### Action item
Repeat the listing below exactly as given.

──────────────────────────────

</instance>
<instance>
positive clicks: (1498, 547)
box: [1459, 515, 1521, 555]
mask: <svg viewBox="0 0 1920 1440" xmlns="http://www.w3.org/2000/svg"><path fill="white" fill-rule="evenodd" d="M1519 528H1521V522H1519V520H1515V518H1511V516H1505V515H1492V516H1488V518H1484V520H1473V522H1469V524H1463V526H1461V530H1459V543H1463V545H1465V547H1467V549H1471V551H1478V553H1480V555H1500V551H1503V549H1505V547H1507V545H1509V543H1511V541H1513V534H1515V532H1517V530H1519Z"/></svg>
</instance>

──────────────────────────────

### Solution
</instance>
<instance>
positive clicks: (1498, 547)
box: [1459, 515, 1521, 555]
mask: <svg viewBox="0 0 1920 1440" xmlns="http://www.w3.org/2000/svg"><path fill="white" fill-rule="evenodd" d="M1519 528H1521V522H1519V520H1515V518H1511V516H1505V515H1492V516H1488V518H1484V520H1473V522H1469V524H1463V526H1461V530H1459V543H1463V545H1465V547H1467V549H1471V551H1478V553H1480V555H1500V551H1503V549H1505V547H1507V545H1509V543H1511V541H1513V534H1515V532H1517V530H1519Z"/></svg>
</instance>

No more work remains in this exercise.